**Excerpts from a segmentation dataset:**
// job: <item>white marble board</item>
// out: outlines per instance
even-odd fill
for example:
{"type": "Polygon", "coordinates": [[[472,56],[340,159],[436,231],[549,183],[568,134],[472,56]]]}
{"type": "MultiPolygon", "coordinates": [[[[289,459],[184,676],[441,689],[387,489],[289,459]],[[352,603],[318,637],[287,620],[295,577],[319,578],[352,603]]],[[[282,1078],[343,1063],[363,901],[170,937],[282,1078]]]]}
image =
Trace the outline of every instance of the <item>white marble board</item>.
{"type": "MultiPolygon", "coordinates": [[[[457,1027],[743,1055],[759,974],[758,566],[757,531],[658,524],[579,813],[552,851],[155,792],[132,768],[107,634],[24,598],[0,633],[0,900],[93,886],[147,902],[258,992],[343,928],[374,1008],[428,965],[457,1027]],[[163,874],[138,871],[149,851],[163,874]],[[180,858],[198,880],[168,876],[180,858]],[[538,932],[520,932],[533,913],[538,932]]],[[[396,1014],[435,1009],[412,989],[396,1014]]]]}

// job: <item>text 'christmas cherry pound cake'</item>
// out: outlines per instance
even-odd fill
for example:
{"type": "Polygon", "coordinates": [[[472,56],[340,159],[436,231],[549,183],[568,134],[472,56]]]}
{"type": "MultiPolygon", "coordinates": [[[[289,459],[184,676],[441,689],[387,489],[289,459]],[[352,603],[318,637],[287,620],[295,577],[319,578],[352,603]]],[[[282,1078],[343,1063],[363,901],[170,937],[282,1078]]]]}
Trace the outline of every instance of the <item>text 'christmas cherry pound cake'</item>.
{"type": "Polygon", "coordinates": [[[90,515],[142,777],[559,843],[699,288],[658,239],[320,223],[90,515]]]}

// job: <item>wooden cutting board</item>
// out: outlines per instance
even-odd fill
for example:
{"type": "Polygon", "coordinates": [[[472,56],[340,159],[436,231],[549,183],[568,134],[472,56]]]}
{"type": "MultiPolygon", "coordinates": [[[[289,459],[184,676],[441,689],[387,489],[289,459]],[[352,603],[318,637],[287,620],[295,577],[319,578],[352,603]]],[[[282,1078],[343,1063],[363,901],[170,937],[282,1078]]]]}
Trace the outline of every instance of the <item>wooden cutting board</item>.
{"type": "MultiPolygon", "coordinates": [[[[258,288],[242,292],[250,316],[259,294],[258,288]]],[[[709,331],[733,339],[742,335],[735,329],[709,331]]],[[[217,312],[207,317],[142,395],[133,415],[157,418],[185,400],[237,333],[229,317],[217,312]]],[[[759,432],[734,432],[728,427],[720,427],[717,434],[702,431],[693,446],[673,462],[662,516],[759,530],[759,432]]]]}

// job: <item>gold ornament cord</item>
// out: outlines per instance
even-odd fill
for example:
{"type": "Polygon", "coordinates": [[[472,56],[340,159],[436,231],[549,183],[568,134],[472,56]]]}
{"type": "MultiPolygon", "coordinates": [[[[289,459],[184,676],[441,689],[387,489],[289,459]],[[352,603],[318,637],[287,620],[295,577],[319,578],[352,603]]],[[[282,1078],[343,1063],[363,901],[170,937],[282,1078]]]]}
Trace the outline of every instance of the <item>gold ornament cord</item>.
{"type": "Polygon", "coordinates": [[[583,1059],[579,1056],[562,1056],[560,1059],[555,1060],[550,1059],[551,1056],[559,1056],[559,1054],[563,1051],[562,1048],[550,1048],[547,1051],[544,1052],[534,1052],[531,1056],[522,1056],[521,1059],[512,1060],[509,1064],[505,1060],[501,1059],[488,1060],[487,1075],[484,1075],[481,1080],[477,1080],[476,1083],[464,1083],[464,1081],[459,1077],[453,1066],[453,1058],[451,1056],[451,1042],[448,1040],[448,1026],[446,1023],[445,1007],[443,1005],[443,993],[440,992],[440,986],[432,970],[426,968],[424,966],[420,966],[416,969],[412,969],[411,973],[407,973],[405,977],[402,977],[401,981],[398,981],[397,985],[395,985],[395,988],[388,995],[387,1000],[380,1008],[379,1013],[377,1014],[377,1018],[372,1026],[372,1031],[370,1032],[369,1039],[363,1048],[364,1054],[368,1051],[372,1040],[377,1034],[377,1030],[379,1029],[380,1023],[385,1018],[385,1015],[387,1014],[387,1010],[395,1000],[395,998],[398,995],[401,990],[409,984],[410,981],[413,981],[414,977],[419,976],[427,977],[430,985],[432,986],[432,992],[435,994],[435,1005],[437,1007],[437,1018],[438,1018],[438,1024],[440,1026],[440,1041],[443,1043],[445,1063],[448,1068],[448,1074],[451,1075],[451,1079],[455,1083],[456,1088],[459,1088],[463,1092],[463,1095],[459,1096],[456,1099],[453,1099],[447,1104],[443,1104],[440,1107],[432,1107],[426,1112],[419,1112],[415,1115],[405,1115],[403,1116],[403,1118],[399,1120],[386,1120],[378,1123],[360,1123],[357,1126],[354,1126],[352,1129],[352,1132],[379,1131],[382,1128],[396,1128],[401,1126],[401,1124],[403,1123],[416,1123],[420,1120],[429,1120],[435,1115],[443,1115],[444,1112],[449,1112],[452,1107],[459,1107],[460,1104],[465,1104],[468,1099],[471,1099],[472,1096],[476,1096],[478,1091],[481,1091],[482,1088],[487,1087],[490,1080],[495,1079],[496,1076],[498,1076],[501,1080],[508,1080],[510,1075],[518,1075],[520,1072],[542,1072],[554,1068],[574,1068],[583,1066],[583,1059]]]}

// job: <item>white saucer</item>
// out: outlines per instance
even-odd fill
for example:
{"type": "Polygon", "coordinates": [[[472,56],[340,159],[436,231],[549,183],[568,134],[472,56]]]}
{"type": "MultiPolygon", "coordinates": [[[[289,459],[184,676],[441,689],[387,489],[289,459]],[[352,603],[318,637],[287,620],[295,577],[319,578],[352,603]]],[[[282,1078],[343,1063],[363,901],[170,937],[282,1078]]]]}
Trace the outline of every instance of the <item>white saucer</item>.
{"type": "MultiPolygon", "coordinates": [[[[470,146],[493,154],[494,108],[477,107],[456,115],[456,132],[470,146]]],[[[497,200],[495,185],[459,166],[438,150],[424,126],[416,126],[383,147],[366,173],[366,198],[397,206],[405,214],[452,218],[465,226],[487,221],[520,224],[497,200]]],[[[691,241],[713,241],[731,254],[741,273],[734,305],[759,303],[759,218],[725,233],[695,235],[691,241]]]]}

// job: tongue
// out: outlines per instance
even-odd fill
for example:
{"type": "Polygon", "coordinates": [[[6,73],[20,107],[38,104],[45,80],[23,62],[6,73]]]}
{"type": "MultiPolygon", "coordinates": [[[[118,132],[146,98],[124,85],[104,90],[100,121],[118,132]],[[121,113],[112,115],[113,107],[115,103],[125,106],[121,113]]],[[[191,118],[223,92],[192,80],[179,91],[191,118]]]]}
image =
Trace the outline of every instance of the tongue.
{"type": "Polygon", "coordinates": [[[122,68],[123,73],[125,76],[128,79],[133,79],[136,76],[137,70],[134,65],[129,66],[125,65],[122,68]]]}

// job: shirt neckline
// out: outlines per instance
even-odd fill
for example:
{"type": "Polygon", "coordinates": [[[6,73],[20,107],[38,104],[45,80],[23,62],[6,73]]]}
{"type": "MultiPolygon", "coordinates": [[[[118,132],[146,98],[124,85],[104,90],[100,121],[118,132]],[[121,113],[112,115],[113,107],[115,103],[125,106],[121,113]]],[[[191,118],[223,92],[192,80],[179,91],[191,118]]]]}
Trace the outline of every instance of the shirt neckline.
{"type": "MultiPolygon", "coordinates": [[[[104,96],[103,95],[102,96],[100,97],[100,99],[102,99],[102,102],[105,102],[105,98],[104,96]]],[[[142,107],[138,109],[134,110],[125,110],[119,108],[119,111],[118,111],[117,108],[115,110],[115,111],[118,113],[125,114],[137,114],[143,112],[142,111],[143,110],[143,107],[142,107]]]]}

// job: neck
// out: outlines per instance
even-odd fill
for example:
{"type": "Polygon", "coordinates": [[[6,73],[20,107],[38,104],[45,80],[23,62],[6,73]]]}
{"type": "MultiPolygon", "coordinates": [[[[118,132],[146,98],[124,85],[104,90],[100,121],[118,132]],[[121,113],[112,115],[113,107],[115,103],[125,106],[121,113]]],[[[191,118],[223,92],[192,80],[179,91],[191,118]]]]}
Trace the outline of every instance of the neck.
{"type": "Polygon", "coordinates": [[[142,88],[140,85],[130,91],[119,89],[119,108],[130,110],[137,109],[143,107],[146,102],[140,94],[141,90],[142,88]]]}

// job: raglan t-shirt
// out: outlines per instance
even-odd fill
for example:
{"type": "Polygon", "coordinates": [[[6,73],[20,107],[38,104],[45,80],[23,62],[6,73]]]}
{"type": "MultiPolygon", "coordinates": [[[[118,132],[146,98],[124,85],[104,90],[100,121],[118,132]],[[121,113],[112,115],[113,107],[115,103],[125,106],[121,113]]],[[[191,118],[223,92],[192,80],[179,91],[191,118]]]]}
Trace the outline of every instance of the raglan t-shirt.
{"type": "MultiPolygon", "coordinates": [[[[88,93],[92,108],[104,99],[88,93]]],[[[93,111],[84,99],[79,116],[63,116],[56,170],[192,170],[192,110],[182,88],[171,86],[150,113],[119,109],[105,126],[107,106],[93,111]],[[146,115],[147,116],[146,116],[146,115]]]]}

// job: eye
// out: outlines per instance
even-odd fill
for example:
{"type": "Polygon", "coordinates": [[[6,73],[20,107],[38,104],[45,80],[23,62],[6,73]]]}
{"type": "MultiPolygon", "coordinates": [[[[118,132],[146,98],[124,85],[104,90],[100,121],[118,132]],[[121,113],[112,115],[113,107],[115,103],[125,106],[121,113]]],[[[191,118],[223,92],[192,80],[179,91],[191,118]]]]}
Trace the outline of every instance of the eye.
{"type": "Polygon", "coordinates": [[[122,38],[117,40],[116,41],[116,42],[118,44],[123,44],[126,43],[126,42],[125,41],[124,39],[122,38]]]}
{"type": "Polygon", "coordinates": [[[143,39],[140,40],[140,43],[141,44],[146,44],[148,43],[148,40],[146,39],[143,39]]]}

**Your task:**
Recast the material from its first line through the line containing "Trace the outline of every instance of the <item>white marble", both ends included, as a JSON list of strings with one string per line and blank lines omitted.

**Solution below:**
[
  "// job: <item>white marble board</item>",
  "// out: outlines per instance",
  "even-odd fill",
  "for example:",
  "{\"type\": \"Polygon\", \"coordinates\": [[[472,56],[340,159],[436,231],[549,183],[568,134],[472,56]]]}",
  "{\"type\": \"MultiPolygon\", \"coordinates\": [[[[289,459],[184,676],[441,689],[387,489],[289,459]],[[352,603],[318,637],[287,620],[295,577],[319,578],[352,603]]],[[[282,1078],[343,1063],[363,901],[170,937],[282,1078]]]]}",
  "image =",
  "Trace the outline of every instance of the <item>white marble board</item>."
]